But this is illusory–the truth is, when considering the City through the lens of the Industry, Los Angeles can be much smaller than the sum of its parts. And, I’ve found, unless you treat LA (and the Industry) as a community worth participating in, the vastness of the world we’re living in can come along and swallow you whole.

Now, I’m lucky and have family and friends–some of whom I consider a second family of choice–in Los Angeles, and that has empowered me and enriched my life in all manner of ways (more on this in a later post, trust). But while the placement of my family is serendipitous, I’ve also consciously worked to continue to build this network of amazing folks and support for myself to ensure that I remain grounded and connected. And because this work has kept me sane and fulfilled, even when I’m not actually working, I wanted to share some thoughts on some strategies for building similar support networks and finding great folks of which everyone can avail themselves.

Records supplied:
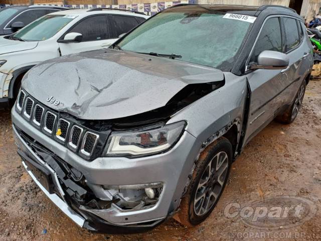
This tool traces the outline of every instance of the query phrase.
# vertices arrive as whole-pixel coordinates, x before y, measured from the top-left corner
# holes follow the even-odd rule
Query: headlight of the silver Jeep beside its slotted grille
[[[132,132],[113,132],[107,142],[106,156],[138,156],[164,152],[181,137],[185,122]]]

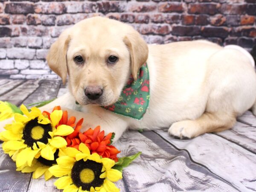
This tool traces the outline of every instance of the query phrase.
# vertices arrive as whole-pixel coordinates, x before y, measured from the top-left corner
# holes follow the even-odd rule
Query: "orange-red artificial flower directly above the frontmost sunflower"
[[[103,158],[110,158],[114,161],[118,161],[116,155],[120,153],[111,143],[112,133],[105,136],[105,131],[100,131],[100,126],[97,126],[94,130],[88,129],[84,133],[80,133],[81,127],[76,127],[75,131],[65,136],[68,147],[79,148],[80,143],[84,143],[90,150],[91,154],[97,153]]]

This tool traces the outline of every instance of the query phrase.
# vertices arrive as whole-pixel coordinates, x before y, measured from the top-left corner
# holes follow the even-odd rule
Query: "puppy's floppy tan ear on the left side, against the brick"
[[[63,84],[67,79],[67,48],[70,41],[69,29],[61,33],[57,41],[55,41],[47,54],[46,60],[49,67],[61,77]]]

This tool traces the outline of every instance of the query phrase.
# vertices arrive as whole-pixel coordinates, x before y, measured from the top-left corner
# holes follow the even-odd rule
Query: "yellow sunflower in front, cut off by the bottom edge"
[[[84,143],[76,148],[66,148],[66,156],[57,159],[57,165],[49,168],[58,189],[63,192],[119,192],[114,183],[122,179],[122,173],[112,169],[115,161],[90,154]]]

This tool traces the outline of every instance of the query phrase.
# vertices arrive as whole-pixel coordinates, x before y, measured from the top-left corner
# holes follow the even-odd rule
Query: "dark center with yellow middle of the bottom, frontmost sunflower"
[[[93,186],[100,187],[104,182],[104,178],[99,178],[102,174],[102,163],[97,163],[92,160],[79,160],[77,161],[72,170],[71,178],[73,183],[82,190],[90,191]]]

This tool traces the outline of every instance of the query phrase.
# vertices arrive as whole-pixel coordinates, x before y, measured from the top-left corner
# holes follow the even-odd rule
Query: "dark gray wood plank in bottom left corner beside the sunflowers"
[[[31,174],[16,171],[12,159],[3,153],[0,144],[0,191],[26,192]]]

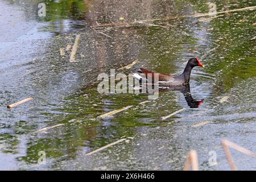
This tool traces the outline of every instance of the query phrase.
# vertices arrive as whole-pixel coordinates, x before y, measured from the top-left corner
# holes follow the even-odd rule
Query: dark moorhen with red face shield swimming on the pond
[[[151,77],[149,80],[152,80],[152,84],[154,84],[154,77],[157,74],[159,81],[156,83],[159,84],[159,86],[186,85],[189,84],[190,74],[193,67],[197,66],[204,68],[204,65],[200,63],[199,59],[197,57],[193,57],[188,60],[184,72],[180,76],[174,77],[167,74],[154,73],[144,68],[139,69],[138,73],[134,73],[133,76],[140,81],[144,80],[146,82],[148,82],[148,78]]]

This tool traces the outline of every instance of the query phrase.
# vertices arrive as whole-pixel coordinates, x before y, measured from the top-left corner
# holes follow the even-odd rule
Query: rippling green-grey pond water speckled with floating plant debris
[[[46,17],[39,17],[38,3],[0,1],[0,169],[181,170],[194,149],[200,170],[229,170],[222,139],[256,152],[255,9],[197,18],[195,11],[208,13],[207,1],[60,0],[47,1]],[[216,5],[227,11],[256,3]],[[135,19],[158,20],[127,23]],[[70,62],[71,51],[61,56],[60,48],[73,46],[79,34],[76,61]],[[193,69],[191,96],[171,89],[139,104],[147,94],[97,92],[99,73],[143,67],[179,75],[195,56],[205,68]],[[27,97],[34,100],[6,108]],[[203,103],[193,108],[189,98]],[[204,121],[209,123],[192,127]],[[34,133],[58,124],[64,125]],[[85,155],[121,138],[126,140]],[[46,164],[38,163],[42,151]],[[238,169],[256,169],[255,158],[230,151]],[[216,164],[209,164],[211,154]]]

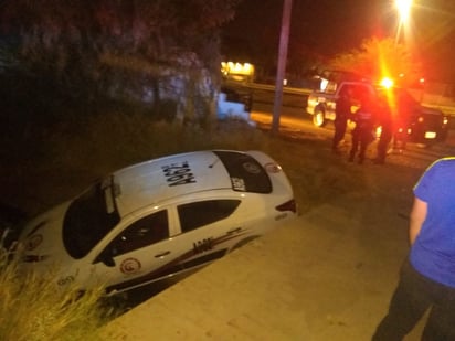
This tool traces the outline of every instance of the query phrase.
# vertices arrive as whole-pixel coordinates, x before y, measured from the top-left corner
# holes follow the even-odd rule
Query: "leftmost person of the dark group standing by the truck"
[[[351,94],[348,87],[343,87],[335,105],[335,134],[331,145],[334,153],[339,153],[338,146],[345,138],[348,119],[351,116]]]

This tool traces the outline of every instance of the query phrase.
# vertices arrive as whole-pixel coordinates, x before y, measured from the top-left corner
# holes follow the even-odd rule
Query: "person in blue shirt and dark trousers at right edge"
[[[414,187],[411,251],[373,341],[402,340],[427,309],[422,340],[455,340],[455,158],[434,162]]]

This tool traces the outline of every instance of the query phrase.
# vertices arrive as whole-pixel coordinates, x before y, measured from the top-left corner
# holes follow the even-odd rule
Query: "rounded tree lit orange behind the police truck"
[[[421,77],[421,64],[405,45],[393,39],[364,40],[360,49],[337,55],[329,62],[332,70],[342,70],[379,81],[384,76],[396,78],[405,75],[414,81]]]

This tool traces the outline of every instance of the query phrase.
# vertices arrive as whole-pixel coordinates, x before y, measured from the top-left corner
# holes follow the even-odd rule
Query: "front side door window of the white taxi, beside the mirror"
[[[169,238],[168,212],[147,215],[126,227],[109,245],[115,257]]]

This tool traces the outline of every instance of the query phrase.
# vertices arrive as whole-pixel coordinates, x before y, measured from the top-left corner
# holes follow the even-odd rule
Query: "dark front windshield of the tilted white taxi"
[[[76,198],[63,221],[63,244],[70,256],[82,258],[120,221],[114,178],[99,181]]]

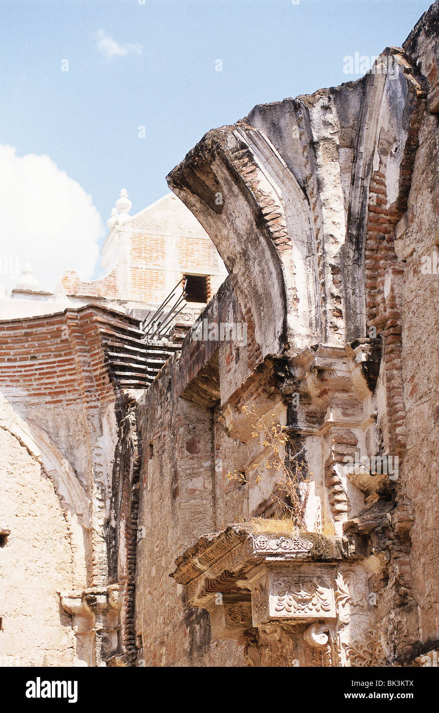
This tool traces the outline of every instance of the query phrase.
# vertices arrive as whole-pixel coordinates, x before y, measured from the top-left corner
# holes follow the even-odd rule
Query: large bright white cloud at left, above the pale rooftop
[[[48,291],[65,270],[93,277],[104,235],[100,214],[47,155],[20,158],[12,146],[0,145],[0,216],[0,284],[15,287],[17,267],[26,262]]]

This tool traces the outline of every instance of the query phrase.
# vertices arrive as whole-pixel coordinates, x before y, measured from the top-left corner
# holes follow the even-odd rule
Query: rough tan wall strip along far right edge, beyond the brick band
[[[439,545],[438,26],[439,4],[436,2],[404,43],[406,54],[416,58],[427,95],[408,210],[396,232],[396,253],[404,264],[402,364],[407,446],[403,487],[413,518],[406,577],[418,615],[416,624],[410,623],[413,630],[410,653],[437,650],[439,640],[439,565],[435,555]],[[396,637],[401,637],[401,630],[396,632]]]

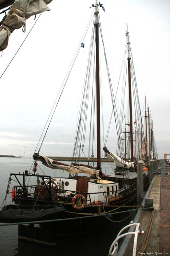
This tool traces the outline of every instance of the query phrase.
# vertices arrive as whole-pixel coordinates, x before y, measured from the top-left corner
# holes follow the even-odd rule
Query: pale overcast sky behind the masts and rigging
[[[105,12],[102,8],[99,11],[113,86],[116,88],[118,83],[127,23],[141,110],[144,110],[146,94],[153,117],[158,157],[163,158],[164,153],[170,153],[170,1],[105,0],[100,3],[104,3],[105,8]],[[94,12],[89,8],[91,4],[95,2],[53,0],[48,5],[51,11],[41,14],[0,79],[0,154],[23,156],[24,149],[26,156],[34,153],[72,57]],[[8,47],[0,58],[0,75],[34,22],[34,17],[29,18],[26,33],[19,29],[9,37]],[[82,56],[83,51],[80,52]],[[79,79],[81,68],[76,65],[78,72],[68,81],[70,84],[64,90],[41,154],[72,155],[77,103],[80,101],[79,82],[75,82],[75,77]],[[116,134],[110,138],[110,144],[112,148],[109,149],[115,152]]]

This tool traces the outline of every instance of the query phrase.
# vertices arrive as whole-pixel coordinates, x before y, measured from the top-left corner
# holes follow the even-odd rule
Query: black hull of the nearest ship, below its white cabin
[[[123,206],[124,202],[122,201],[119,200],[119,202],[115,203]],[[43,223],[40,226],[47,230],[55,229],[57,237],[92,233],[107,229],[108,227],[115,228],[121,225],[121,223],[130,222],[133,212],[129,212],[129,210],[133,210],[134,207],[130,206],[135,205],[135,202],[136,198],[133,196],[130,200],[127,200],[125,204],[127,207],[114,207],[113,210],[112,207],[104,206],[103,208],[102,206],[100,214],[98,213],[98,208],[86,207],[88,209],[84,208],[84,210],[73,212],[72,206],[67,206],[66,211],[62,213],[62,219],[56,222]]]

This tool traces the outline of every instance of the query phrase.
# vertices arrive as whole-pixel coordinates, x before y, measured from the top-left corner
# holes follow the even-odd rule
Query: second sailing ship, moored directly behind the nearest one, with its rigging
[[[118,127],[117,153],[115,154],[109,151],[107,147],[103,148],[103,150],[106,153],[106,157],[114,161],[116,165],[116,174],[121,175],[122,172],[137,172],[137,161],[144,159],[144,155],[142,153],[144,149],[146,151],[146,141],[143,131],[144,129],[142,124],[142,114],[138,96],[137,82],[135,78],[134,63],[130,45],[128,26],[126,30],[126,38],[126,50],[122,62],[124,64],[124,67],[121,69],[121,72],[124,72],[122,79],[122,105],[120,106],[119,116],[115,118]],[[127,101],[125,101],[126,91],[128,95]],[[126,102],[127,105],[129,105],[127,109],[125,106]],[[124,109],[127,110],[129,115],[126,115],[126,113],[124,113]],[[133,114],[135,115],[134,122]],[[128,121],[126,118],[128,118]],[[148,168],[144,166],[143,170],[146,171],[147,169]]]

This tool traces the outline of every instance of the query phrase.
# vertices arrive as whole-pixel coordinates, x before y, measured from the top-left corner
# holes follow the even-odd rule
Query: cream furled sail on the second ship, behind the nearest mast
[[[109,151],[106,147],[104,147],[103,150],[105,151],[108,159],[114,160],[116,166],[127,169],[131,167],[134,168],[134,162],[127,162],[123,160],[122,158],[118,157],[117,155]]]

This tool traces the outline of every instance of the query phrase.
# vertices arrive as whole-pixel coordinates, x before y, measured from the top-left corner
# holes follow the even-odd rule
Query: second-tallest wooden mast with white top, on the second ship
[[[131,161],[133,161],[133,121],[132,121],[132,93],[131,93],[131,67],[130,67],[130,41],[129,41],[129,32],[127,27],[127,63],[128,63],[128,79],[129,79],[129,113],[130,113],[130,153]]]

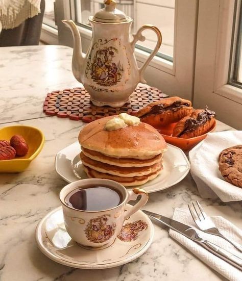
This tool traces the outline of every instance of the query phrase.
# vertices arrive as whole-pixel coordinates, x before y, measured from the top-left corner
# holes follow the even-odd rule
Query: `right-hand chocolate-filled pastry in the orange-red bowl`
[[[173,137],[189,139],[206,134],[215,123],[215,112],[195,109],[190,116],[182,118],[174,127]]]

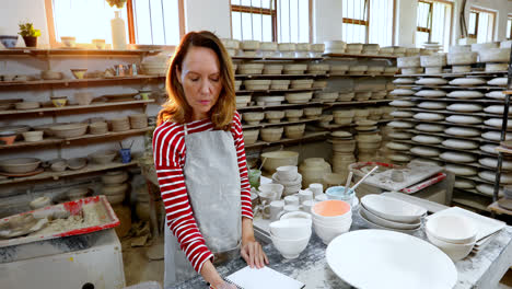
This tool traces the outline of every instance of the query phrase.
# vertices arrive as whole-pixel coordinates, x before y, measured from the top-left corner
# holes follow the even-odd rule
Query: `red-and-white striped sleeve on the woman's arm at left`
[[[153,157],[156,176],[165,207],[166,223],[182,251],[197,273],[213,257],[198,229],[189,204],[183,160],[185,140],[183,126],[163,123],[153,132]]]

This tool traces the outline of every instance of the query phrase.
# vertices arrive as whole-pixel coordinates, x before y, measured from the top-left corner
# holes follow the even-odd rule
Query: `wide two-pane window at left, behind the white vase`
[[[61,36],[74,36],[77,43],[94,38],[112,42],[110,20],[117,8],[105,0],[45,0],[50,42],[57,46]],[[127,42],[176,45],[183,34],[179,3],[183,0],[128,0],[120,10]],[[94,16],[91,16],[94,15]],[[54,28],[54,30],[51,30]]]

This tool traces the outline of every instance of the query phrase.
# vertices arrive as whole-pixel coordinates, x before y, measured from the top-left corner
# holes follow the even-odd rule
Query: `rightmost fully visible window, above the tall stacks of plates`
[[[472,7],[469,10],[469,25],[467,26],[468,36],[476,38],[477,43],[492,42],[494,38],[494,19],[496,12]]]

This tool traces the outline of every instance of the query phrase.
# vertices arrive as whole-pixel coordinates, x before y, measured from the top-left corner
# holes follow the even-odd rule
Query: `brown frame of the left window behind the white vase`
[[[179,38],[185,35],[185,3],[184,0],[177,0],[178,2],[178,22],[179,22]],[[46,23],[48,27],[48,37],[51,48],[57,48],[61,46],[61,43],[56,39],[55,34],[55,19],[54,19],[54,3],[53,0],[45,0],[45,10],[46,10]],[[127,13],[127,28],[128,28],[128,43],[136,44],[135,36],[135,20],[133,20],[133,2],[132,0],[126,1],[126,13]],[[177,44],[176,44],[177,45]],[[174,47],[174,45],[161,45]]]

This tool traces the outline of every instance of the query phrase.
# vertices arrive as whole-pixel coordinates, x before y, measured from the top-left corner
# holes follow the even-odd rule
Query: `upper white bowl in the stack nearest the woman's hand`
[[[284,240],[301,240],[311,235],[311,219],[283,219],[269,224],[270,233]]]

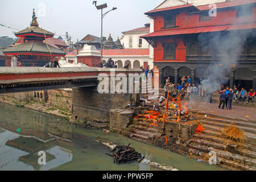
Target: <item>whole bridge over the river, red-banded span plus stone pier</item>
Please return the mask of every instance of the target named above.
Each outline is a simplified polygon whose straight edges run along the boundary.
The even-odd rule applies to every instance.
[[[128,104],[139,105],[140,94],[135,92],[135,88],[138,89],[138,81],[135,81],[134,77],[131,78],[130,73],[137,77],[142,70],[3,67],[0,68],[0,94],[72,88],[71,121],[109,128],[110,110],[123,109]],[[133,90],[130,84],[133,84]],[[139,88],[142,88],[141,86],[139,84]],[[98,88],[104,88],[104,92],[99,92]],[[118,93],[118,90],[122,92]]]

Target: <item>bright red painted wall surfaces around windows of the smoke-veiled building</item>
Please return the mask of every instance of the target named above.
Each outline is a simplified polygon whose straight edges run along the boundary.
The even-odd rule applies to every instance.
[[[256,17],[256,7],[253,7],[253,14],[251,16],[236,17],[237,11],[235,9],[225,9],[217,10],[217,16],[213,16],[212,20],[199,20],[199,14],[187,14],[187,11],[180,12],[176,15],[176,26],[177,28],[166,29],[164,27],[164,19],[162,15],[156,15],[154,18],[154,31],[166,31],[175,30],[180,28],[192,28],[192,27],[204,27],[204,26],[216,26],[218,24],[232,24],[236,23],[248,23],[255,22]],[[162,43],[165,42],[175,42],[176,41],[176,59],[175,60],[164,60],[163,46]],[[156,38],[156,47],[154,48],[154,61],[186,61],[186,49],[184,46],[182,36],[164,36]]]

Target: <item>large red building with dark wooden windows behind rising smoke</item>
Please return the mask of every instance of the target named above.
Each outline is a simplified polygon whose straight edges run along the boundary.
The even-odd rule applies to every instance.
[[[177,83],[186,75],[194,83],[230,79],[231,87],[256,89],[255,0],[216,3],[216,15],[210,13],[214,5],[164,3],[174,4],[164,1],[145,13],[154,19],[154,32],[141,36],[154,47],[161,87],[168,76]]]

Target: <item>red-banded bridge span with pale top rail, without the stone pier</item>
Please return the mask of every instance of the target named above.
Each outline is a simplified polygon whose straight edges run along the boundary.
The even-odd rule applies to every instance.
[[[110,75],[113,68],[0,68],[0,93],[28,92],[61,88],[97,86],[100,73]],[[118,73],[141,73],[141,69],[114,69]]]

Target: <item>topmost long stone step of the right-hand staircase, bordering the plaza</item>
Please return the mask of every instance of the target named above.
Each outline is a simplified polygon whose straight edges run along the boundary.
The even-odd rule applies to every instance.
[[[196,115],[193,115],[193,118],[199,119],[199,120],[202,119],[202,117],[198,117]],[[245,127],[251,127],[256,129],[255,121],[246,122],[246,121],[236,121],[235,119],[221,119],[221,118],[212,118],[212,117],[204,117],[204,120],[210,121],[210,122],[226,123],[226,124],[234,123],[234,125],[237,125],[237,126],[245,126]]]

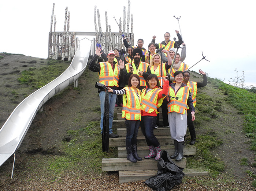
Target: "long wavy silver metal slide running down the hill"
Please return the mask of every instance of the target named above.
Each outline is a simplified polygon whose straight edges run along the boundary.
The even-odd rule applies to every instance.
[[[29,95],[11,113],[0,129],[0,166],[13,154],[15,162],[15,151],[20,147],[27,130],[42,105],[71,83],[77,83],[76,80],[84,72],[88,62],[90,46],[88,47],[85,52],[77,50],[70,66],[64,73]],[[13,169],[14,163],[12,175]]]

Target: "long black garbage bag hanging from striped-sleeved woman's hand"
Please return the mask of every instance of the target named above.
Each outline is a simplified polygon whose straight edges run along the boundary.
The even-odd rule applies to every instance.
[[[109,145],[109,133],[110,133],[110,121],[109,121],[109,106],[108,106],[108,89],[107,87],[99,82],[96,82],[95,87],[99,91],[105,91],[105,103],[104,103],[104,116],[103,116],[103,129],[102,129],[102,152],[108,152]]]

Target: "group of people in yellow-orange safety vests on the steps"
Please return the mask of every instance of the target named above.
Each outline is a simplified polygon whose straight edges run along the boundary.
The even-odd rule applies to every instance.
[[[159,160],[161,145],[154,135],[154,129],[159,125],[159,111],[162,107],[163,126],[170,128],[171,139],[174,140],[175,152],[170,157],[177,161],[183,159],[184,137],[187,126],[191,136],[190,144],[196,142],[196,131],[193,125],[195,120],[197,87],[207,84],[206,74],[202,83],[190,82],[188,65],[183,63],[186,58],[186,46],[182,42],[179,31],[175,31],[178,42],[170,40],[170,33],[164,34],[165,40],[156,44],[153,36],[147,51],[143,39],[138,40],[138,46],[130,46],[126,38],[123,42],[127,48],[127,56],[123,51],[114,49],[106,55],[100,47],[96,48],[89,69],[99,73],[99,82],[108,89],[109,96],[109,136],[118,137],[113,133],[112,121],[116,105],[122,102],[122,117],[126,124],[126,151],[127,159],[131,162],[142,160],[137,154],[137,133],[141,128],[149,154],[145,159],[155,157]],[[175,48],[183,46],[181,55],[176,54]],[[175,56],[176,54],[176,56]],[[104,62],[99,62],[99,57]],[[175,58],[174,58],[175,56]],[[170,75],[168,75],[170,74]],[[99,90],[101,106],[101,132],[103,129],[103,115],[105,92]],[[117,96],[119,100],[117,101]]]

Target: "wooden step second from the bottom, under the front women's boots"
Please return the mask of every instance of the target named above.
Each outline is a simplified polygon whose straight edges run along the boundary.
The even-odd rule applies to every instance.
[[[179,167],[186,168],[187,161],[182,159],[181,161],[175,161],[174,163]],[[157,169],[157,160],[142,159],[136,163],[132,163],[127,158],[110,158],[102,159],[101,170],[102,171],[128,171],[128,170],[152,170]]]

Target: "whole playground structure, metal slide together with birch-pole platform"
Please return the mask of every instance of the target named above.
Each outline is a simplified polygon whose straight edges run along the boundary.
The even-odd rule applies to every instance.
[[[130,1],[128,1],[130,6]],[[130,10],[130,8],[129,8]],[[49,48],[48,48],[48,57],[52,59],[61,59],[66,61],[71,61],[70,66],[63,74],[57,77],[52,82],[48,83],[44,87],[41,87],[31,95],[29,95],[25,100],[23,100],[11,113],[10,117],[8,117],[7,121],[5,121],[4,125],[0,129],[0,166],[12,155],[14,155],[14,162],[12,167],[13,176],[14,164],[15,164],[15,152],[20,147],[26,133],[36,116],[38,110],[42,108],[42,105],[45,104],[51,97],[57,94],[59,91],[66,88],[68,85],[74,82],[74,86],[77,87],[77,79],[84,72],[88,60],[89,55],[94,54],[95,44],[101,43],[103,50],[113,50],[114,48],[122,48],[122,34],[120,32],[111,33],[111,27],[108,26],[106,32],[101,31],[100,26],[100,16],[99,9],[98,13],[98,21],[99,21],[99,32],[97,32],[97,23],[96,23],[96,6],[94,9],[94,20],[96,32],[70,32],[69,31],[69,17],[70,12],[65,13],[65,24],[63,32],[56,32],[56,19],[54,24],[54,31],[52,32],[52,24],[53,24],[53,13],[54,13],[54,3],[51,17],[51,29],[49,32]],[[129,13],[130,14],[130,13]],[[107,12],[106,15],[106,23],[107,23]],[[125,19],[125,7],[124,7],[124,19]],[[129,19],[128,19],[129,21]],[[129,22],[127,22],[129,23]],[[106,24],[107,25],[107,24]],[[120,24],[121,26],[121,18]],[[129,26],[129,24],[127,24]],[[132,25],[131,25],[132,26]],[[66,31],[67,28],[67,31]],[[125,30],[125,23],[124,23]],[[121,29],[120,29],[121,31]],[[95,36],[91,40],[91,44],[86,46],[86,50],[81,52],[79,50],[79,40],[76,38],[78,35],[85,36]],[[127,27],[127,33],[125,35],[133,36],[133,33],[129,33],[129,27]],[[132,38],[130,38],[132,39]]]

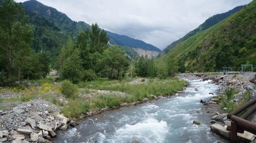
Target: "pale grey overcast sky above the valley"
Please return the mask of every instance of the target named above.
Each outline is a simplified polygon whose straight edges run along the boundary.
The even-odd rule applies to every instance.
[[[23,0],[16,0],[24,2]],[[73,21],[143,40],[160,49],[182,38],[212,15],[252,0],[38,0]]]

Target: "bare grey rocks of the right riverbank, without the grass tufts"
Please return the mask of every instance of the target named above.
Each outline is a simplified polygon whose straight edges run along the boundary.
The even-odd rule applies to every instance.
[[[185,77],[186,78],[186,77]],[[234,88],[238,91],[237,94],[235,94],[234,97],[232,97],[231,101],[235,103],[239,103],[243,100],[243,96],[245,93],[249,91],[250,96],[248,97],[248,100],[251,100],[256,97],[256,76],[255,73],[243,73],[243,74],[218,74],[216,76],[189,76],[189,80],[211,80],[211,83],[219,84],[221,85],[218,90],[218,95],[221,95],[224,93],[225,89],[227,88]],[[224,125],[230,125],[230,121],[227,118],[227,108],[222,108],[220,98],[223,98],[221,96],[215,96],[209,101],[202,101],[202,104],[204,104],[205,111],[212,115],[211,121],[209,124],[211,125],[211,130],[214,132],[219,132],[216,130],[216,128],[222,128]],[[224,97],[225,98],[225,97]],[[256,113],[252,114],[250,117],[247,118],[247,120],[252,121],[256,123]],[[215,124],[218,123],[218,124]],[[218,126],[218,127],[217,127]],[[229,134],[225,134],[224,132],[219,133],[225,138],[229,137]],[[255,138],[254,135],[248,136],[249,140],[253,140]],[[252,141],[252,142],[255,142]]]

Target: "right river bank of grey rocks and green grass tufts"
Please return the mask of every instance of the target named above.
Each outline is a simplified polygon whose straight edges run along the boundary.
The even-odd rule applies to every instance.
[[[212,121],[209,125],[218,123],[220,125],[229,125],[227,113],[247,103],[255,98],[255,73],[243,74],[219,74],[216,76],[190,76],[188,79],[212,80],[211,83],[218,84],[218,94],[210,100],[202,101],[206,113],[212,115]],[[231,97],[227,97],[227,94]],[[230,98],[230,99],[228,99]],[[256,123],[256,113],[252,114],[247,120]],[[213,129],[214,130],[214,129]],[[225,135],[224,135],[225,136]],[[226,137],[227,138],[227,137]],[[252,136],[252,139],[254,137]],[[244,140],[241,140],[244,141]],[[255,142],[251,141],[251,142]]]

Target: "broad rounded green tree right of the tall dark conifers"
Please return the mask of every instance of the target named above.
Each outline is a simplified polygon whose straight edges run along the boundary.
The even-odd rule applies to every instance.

Work order 1:
In the passage on Los Angeles, what can come along and swallow you whole unless you treat LA as a community worth participating in?
Work order 2:
Duplicate the passage on Los Angeles from "But this is" up to and including "swallow you whole.".
Rely only on the passage on Los Angeles.

Exercise solution 1:
The vastness of the world we're living in.

Exercise solution 2:
But this is illusory–the truth is, when considering the City through the lens of the Industry, Los Angeles can be much smaller than the sum of its parts. And, I’ve found, unless you treat LA (and the Industry) as a community worth participating in, the vastness of the world we’re living in can come along and swallow you whole.